▸ Task instructions
The lines to extract begin at the one containing "point: metal mast" and run to the end of the listing; set them down exactly and alone.

▸ Entries provided
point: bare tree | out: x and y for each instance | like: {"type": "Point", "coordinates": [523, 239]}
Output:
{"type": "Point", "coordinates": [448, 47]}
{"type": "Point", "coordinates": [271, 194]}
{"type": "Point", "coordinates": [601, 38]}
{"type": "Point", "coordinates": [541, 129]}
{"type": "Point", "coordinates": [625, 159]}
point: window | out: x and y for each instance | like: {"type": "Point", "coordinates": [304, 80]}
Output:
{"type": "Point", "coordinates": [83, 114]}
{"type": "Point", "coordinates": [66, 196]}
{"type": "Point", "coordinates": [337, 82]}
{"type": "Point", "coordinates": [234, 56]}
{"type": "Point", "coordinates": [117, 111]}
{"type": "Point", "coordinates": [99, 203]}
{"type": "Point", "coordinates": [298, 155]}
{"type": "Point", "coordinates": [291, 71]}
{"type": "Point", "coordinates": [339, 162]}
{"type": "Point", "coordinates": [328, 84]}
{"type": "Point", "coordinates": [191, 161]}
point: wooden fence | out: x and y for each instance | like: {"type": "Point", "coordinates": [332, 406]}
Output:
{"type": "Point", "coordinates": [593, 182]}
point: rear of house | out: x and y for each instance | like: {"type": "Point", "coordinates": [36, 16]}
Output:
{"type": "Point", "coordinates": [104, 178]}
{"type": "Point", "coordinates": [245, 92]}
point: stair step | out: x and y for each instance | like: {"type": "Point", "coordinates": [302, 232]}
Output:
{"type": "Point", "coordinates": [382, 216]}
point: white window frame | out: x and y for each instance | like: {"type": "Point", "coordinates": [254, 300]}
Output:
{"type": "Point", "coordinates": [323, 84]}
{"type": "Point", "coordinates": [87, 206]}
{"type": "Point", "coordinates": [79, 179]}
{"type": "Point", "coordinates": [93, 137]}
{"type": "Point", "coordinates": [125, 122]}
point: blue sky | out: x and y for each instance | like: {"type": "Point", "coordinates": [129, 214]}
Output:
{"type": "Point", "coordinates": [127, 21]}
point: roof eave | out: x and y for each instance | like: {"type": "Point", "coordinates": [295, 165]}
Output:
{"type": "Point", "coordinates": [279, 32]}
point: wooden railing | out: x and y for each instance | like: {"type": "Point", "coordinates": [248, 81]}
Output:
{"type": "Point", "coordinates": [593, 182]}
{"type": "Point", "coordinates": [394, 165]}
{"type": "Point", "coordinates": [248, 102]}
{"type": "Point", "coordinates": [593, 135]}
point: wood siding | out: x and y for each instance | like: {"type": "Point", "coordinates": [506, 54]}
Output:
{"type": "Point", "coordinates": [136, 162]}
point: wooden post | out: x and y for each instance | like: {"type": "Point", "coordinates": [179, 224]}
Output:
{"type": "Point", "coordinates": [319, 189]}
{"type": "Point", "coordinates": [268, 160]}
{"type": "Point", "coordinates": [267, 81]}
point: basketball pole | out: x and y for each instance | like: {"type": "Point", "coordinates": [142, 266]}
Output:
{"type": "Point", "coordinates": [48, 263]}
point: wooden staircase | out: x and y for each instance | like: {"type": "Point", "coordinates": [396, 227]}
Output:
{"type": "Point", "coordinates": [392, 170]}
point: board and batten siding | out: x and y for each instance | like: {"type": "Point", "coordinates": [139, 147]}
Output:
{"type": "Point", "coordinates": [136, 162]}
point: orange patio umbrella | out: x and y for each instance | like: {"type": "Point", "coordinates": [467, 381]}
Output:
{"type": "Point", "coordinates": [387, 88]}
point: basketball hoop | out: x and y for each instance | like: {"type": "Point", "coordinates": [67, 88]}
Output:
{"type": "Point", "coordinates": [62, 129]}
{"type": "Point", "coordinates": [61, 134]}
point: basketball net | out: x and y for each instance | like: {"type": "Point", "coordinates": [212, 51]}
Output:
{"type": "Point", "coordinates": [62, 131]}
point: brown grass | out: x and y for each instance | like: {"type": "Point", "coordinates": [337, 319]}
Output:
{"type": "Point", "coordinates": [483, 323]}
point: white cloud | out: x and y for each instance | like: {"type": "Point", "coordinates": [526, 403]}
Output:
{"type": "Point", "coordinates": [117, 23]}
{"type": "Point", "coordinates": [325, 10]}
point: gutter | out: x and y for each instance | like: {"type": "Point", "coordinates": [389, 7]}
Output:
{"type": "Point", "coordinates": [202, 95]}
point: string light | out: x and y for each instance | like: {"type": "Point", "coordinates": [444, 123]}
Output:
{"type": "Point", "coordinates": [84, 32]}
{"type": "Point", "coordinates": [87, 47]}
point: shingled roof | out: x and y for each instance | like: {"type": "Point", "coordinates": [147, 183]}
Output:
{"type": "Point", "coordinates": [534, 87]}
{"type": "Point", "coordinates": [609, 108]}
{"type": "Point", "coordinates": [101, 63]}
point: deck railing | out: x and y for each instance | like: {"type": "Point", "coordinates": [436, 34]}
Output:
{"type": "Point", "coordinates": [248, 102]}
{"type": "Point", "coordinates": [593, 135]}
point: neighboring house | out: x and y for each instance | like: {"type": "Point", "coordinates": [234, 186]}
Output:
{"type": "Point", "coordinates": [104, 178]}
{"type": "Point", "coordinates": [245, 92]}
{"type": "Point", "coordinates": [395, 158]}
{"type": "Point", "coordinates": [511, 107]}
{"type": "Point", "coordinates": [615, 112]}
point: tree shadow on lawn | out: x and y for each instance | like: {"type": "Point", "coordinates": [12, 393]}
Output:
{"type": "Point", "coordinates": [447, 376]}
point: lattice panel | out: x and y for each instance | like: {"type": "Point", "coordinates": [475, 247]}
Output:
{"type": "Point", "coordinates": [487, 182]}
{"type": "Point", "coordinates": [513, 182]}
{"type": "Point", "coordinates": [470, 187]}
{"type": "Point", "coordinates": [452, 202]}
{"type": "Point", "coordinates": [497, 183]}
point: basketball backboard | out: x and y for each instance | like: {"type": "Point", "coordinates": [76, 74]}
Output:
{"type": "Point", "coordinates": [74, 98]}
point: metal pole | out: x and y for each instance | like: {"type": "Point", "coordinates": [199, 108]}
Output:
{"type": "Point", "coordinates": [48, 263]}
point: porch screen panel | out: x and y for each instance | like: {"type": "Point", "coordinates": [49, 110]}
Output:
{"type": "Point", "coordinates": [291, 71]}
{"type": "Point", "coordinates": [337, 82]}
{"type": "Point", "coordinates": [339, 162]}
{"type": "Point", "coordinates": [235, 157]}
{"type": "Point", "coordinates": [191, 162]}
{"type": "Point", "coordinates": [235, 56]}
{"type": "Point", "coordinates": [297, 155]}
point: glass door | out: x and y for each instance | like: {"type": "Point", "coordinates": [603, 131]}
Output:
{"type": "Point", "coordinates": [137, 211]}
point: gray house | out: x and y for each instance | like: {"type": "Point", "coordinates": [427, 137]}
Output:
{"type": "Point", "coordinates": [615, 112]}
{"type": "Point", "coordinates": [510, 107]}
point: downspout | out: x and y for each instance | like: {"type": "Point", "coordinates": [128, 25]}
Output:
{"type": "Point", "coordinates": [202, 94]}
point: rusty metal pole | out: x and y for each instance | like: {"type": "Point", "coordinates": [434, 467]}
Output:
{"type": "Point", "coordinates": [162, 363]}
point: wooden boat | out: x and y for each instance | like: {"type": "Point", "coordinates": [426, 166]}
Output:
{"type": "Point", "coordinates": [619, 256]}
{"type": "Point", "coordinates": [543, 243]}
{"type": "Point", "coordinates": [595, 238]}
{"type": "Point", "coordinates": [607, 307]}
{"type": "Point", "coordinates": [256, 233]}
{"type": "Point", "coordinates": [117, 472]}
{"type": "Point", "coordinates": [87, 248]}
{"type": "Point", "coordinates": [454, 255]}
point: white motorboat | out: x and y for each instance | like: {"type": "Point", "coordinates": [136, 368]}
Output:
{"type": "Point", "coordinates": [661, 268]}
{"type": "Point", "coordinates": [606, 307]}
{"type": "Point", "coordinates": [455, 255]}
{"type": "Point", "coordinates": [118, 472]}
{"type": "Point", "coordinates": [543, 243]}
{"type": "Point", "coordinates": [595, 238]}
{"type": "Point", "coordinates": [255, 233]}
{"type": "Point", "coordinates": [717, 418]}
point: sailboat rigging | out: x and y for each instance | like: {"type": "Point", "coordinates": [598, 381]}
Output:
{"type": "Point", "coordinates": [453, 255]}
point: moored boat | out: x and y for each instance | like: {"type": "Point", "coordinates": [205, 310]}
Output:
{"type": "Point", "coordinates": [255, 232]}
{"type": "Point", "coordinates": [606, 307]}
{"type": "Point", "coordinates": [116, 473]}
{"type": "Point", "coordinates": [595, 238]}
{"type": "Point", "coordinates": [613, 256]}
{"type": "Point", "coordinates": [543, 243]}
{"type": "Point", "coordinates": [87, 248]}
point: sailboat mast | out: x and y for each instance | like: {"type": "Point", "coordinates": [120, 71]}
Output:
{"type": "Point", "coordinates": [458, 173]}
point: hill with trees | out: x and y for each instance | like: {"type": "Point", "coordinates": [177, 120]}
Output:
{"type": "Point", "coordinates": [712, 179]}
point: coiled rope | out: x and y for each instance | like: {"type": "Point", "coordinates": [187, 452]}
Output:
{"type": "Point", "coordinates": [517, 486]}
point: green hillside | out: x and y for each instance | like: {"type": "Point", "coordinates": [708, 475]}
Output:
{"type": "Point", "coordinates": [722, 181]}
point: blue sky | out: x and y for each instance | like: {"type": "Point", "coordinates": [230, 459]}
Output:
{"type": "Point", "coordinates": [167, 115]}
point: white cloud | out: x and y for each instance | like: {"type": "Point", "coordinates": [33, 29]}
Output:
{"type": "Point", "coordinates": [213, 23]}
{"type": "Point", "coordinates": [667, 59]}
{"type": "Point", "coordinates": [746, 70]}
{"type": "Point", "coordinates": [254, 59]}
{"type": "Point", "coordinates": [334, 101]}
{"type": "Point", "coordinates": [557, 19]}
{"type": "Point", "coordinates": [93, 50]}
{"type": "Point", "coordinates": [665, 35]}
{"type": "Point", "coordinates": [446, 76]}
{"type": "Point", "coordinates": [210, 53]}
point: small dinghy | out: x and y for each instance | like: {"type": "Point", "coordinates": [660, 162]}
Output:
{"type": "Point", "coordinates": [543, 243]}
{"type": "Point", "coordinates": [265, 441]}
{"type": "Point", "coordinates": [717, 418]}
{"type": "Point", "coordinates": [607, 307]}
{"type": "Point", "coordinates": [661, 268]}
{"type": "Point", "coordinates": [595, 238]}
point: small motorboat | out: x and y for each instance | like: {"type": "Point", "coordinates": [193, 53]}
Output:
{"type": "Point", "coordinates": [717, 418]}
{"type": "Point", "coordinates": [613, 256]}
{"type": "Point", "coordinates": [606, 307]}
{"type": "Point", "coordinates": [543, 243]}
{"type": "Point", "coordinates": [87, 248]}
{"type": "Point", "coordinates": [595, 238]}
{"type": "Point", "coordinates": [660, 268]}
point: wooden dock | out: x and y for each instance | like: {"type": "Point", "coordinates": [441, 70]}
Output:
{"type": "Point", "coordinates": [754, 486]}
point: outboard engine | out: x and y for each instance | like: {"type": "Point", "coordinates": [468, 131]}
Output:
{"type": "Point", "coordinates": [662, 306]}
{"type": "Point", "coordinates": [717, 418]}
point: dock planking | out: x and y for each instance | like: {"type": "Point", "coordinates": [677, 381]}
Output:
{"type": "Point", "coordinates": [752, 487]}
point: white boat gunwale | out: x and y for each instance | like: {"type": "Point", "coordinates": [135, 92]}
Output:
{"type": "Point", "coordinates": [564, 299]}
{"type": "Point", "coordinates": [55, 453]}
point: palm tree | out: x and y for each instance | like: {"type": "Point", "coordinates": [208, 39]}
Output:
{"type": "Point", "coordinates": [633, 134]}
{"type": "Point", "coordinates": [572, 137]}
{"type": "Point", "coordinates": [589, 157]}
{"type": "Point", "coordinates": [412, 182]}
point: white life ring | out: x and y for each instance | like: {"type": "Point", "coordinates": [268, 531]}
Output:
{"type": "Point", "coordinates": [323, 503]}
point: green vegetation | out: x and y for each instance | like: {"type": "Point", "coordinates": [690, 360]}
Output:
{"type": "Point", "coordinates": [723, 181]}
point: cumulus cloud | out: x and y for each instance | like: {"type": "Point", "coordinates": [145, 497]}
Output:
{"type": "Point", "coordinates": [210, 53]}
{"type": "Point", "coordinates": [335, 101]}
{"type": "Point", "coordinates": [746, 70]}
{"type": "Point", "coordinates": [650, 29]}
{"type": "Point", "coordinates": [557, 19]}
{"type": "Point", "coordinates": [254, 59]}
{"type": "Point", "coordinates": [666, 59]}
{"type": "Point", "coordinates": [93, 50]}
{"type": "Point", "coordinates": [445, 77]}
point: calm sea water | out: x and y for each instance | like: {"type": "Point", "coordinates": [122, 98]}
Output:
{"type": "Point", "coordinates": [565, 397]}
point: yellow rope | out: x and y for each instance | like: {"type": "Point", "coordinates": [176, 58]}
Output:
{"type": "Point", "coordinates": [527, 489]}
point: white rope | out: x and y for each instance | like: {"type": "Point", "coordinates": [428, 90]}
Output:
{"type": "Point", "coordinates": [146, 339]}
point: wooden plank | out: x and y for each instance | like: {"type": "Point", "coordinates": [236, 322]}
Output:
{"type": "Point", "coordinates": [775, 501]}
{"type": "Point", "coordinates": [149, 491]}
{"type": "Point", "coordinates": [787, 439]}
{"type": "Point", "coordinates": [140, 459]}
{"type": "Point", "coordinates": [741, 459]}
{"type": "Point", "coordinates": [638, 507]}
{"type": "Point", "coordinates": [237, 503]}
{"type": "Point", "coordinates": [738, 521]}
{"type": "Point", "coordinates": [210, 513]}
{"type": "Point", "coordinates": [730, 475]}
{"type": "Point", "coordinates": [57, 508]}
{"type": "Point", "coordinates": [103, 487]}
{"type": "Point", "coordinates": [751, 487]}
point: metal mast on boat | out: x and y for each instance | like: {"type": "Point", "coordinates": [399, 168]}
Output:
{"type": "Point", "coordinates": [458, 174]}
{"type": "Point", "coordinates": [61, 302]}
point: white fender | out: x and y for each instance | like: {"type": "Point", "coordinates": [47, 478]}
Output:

▸ Solution for this task
point: metal mast on boat | out: x and y for each instance | like: {"type": "Point", "coordinates": [399, 168]}
Output:
{"type": "Point", "coordinates": [458, 174]}
{"type": "Point", "coordinates": [61, 302]}
point: white fender | out: x and y for each instance | like: {"type": "Point", "coordinates": [47, 478]}
Output:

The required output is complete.